▶ [Document excerpt]:
____________

Today, I promise, I will be brief--no long megillah (forgive me, I'm Irish). While I was gone it rained, and although Arizona is as dry as a tortoise shell and I worry about the fire potential this summer, today is as clear and green and exquisite as only an Arizona day can be. I guess that's why this is, sadly, one of the fastest growing states in the nation.
One of my AA friends dropped by this morning and we drank coffee and talked. I told her about yesterday's "coincidence," and we had a laugh at how strong, how tenacious, denial is. She had been at her home group Wednesday night when a newcomer arrived, fresh out of a year in prison for a DUI. Usually a step study, the group immediately did what a small group should do when there's a newcomer: they went to Step One.
Sheryl talked to her after the meeting about the five things you've "got to do" to stay sober. (There are no musts, but there are a few "you darn well betters," I've heard said.) Cheryl ticked them off 1) Go to 90 in 90; 2) Read the literature; 3) Get a sponsor; 4) Work the steps; and 5) Pray, whether you believe in a Higher Power or not. The newcomer had a lot of excuses: No car, living in a remote area, a lot of reasons she couldn't go to a lot of meetings. If a year in prison hasn't made her willing, what will? That's between her and her God. All we can do is make suggestions.
I love it when a car comes up the drive. Ever since I've been clean, and even before, I delight in visitors. My parents welcomed visitors, what they called "southwest hospitality," and I think it's genetic, that feeling of welcoming someone into one's home. I try to ensure there's always a pot of coffee either on or ready to perc, and when company comes, I'm always happy.
Living 16 miles out of town prohibits all but the adventurous from visiting, though; everyone's schedule is busy with children or work and errands, it seems. The best part of the past year's medical travails has been that I've discovered something important. I never again want to work full-time. It impedes too much that I've found important--friends, the dogs, volunteering, blogging, writing--the things that I believe I was put on earth to do.

____________

[Referring expression data]
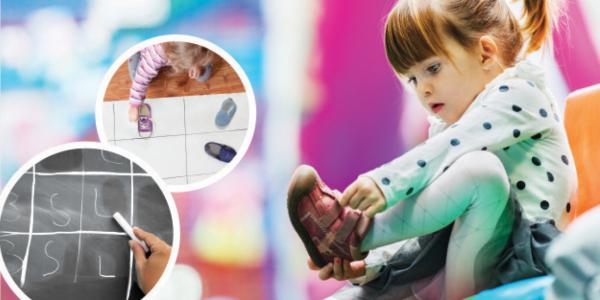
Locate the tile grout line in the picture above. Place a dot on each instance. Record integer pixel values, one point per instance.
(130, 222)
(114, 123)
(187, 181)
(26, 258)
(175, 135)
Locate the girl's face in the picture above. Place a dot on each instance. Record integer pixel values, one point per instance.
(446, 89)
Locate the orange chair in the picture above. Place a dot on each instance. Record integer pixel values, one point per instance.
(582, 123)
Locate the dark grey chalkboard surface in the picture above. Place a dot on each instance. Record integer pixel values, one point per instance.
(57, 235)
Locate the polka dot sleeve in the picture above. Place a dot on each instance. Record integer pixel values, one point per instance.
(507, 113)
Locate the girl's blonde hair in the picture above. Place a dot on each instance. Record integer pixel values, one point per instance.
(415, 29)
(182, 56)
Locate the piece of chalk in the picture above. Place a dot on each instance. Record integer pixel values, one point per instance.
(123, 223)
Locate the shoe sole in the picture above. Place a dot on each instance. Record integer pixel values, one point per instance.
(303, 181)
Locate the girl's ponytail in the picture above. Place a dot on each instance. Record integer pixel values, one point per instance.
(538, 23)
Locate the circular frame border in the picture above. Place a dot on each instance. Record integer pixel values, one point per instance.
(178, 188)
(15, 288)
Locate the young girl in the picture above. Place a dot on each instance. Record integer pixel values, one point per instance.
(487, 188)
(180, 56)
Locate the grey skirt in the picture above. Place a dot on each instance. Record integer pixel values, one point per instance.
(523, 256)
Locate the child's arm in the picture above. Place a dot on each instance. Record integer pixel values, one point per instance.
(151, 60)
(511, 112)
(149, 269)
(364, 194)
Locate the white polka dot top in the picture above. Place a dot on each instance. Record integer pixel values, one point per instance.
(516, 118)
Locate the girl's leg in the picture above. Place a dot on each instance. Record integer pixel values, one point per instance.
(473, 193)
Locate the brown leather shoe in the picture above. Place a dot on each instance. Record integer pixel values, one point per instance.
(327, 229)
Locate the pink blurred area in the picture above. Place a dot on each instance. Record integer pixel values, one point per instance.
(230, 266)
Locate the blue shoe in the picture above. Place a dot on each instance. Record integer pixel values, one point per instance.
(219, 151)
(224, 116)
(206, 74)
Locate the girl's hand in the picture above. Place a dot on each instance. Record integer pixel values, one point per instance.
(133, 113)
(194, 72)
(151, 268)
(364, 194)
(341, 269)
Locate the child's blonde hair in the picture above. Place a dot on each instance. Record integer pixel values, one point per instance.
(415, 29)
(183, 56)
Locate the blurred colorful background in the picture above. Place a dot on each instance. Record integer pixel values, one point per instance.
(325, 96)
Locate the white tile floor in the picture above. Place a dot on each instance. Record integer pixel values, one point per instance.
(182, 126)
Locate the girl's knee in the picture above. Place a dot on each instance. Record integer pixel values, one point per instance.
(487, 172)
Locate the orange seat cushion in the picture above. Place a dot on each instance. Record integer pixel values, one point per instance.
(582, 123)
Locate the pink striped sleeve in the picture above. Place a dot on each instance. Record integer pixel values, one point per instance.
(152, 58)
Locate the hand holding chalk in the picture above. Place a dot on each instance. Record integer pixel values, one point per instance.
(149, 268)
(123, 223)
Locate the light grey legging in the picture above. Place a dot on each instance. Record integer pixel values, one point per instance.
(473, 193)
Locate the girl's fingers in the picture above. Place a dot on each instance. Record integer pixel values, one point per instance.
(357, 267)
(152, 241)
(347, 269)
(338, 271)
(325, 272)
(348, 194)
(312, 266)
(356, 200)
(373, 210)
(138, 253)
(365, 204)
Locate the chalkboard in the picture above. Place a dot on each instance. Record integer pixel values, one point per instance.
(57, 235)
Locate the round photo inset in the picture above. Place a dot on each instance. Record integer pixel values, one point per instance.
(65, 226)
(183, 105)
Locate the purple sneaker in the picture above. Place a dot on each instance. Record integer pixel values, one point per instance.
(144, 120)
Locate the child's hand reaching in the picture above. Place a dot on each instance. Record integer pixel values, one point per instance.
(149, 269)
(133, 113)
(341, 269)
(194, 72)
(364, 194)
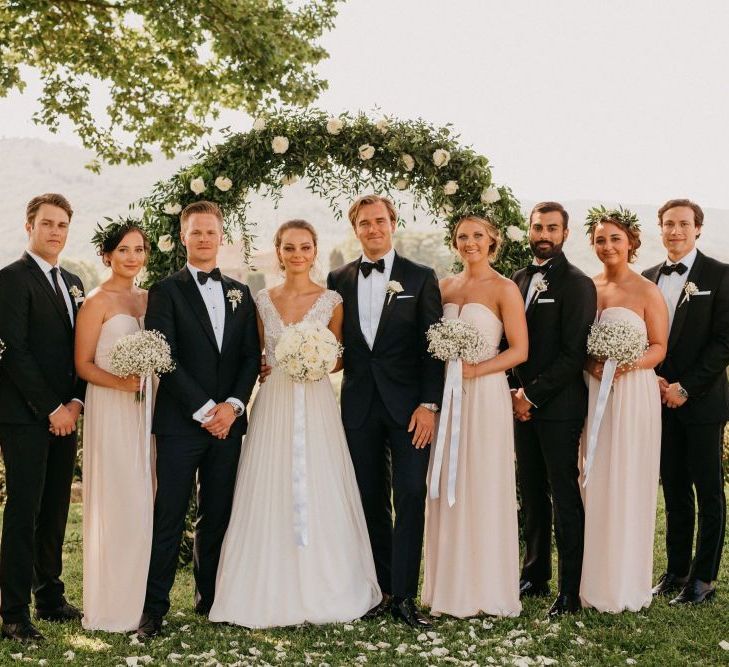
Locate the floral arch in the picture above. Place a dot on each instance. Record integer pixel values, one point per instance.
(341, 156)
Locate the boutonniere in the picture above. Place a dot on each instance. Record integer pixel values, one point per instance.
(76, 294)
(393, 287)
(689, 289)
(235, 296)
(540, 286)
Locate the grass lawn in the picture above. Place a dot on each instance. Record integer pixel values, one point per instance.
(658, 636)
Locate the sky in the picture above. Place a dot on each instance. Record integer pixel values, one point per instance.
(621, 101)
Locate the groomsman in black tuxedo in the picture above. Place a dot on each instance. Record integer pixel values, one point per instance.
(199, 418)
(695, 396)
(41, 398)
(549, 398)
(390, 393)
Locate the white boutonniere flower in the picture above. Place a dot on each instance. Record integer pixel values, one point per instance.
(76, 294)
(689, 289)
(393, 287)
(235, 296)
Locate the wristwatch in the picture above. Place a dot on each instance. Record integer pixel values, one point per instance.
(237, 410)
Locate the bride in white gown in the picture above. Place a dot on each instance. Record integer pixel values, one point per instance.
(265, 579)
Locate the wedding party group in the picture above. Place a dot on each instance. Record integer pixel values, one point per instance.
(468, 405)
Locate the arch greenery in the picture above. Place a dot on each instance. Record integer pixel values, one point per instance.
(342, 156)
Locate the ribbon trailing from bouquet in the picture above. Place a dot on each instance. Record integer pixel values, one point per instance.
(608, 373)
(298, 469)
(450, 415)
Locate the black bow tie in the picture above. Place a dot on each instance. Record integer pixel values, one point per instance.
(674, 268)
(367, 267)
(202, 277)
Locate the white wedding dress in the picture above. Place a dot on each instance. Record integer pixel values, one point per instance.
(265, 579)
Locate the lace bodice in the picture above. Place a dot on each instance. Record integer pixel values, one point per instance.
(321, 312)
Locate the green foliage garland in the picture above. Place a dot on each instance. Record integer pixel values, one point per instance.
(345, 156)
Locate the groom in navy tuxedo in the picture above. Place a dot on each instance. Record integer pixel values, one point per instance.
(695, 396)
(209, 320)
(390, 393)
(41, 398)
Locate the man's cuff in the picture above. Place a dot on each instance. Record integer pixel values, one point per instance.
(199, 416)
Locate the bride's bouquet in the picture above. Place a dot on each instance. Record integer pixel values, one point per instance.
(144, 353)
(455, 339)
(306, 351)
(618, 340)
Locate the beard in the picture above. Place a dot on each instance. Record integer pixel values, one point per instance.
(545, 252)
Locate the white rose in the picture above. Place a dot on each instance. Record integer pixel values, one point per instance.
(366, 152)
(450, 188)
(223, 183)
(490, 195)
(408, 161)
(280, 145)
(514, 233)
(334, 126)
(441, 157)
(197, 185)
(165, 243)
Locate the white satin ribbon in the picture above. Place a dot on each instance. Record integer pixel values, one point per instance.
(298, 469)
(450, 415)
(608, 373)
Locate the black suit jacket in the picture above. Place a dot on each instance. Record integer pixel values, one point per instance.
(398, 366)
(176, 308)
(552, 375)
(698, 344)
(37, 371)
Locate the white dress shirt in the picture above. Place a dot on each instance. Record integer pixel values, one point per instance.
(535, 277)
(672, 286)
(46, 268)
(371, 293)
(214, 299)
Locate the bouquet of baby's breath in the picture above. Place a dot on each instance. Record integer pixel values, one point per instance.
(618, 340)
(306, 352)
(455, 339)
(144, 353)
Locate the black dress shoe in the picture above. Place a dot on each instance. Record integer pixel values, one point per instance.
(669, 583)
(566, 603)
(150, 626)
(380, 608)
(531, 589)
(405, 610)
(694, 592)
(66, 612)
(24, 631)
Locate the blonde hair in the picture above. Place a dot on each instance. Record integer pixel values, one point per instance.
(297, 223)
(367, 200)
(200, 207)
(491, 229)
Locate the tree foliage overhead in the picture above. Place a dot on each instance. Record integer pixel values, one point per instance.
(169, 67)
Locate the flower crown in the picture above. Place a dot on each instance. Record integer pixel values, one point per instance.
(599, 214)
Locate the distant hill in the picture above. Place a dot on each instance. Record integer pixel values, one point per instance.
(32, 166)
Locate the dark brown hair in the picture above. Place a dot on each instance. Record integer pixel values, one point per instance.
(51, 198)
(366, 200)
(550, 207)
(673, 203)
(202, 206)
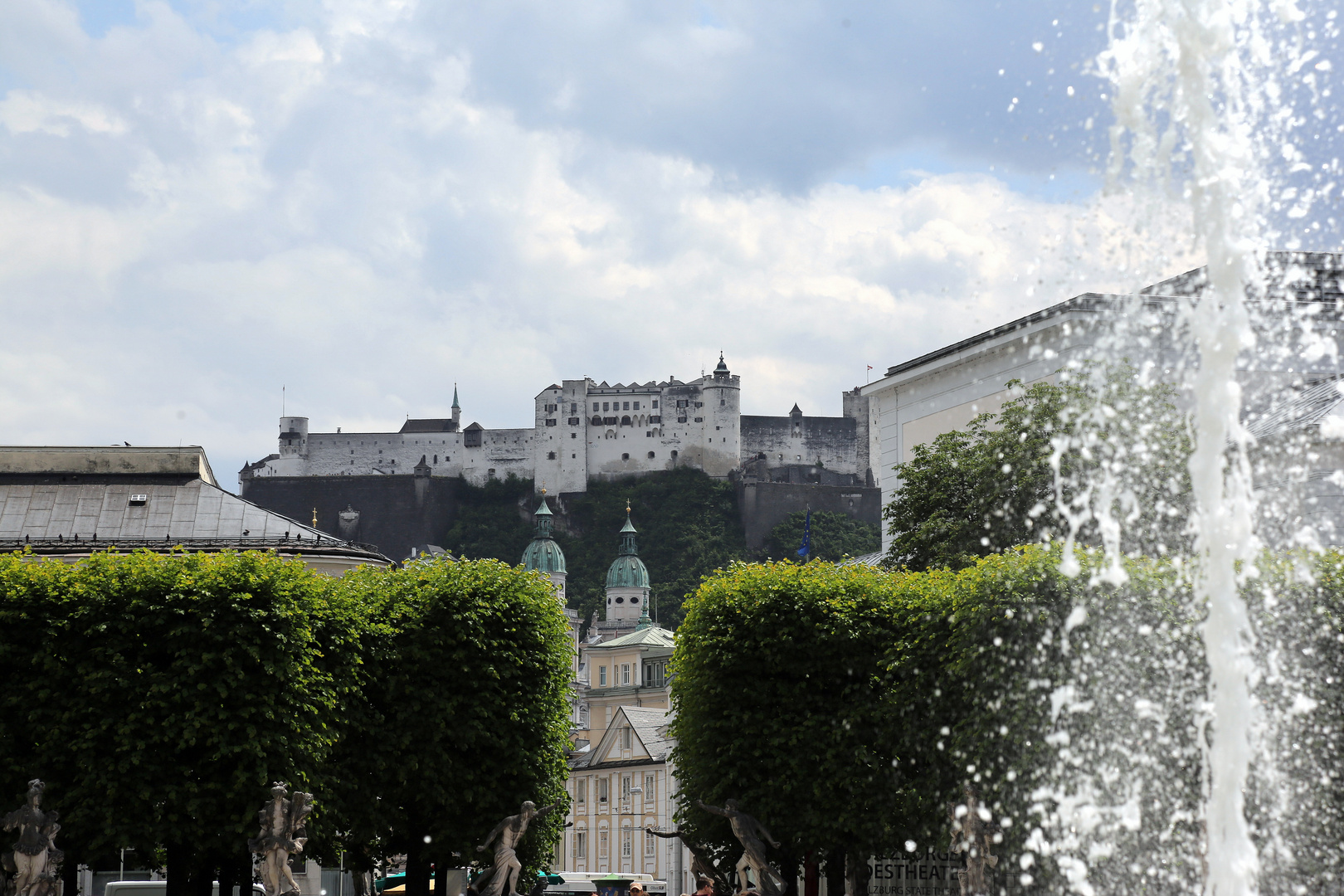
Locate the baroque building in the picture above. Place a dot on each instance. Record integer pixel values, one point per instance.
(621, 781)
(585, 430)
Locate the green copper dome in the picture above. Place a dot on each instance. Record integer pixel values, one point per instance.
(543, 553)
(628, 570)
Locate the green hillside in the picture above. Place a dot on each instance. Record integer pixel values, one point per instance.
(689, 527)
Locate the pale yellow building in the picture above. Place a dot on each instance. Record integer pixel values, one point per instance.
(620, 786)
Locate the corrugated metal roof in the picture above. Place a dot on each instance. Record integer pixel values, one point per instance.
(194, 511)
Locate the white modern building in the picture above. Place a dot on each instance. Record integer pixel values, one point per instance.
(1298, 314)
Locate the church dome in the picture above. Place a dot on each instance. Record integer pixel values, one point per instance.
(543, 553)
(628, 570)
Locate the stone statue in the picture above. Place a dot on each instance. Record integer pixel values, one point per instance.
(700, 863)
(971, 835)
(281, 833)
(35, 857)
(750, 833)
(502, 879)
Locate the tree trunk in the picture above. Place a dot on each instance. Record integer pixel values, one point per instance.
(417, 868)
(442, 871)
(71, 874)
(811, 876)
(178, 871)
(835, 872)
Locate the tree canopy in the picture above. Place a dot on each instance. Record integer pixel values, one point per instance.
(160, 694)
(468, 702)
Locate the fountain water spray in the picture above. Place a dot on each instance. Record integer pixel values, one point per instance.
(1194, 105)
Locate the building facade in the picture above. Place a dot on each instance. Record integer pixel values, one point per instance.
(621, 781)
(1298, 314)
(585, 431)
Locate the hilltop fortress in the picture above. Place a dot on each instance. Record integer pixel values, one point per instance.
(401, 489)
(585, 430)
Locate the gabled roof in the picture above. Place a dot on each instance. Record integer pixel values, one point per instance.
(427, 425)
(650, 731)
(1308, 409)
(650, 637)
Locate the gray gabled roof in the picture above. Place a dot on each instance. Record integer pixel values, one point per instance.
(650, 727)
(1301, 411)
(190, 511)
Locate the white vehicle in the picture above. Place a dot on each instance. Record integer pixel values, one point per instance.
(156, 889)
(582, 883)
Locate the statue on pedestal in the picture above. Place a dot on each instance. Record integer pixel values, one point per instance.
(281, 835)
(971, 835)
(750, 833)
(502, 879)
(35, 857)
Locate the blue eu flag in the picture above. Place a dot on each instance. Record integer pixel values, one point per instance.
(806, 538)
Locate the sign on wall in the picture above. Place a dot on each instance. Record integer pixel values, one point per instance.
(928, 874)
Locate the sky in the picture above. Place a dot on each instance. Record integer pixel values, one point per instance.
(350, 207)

____________

▶ [Brief A]: In the blog post, how many miles out of town does the writer live?
▶ [Brief B]: Copy the blog post word for word from "Today, I promise, I" to "to Step One.".
You won't need the records for any of this.

▶ [Task response A]: 16 miles.

▶ [Task response B]:
Today, I promise, I will be brief--no long megillah (forgive me, I'm Irish). While I was gone it rained, and although Arizona is as dry as a tortoise shell and I worry about the fire potential this summer, today is as clear and green and exquisite as only an Arizona day can be. I guess that's why this is, sadly, one of the fastest growing states in the nation.
One of my AA friends dropped by this morning and we drank coffee and talked. I told her about yesterday's "coincidence," and we had a laugh at how strong, how tenacious, denial is. She had been at her home group Wednesday night when a newcomer arrived, fresh out of a year in prison for a DUI. Usually a step study, the group immediately did what a small group should do when there's a newcomer: they went to Step One.